Exercise goal: Could the lines from the one with "Target: metal canopy over entrance" through the end of the listing be restated exactly, with nothing else included?

Excerpted records:
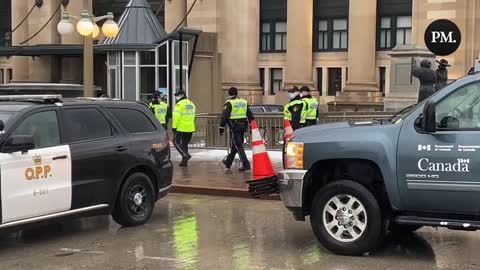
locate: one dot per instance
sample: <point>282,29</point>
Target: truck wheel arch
<point>362,171</point>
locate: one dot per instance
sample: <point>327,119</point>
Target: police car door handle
<point>60,157</point>
<point>120,148</point>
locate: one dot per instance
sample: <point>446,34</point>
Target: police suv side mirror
<point>18,143</point>
<point>429,123</point>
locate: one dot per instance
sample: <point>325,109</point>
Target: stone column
<point>19,63</point>
<point>175,11</point>
<point>299,43</point>
<point>240,48</point>
<point>72,66</point>
<point>361,47</point>
<point>44,68</point>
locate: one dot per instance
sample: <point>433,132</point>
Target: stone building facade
<point>336,47</point>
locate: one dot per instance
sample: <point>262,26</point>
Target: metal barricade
<point>270,126</point>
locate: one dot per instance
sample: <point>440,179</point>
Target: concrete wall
<point>205,87</point>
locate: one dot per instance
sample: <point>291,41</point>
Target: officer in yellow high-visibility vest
<point>237,115</point>
<point>294,110</point>
<point>160,108</point>
<point>311,106</point>
<point>183,125</point>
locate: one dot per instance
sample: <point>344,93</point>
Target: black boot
<point>183,163</point>
<point>244,168</point>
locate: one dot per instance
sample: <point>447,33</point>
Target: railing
<point>270,125</point>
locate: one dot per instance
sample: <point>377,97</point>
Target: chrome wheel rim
<point>138,200</point>
<point>345,218</point>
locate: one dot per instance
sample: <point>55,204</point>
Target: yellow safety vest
<point>184,116</point>
<point>160,111</point>
<point>239,108</point>
<point>311,110</point>
<point>287,115</point>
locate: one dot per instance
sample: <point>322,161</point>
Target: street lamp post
<point>88,28</point>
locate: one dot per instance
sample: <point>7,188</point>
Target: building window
<point>332,34</point>
<point>382,76</point>
<point>262,79</point>
<point>322,34</point>
<point>385,32</point>
<point>280,36</point>
<point>340,34</point>
<point>9,75</point>
<point>273,25</point>
<point>404,30</point>
<point>265,38</point>
<point>320,81</point>
<point>273,37</point>
<point>393,31</point>
<point>334,81</point>
<point>276,80</point>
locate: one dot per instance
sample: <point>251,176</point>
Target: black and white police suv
<point>80,157</point>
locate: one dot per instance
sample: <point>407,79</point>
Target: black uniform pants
<point>312,122</point>
<point>181,143</point>
<point>237,147</point>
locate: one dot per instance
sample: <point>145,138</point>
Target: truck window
<point>85,124</point>
<point>43,126</point>
<point>461,109</point>
<point>133,121</point>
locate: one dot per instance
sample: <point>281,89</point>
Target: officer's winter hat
<point>293,89</point>
<point>426,63</point>
<point>305,89</point>
<point>233,91</point>
<point>180,93</point>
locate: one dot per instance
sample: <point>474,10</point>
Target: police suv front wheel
<point>135,202</point>
<point>346,218</point>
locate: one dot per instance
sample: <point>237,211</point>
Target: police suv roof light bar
<point>36,98</point>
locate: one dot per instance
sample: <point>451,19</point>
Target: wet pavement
<point>202,232</point>
<point>205,169</point>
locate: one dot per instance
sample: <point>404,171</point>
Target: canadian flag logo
<point>424,147</point>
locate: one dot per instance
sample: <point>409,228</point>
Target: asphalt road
<point>201,232</point>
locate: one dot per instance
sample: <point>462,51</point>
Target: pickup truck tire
<point>135,202</point>
<point>403,229</point>
<point>346,218</point>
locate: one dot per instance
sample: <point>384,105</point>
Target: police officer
<point>442,74</point>
<point>235,113</point>
<point>311,106</point>
<point>183,125</point>
<point>427,78</point>
<point>161,109</point>
<point>294,110</point>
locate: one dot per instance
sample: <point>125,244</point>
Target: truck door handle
<point>60,157</point>
<point>120,148</point>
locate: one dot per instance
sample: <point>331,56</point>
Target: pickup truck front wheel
<point>347,219</point>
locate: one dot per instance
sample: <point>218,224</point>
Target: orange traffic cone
<point>265,179</point>
<point>288,130</point>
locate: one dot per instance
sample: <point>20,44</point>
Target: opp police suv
<point>80,157</point>
<point>419,168</point>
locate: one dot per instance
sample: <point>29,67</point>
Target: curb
<point>214,191</point>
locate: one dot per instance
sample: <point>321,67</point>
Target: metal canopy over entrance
<point>143,58</point>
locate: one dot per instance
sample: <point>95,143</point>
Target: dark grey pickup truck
<point>359,180</point>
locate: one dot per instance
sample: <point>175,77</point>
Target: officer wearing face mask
<point>294,110</point>
<point>236,113</point>
<point>183,125</point>
<point>311,106</point>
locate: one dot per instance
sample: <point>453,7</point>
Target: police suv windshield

Answer box:
Target: metal canopy over entrance
<point>143,58</point>
locate: one dot per instance
sample: <point>95,143</point>
Target: dark grey pickup truck
<point>359,180</point>
locate: one dot per instance
sample: <point>175,77</point>
Target: officer wearing face mask
<point>294,110</point>
<point>236,113</point>
<point>183,125</point>
<point>311,106</point>
locate: one dot per instance
sample: <point>453,7</point>
Target: police suv windshield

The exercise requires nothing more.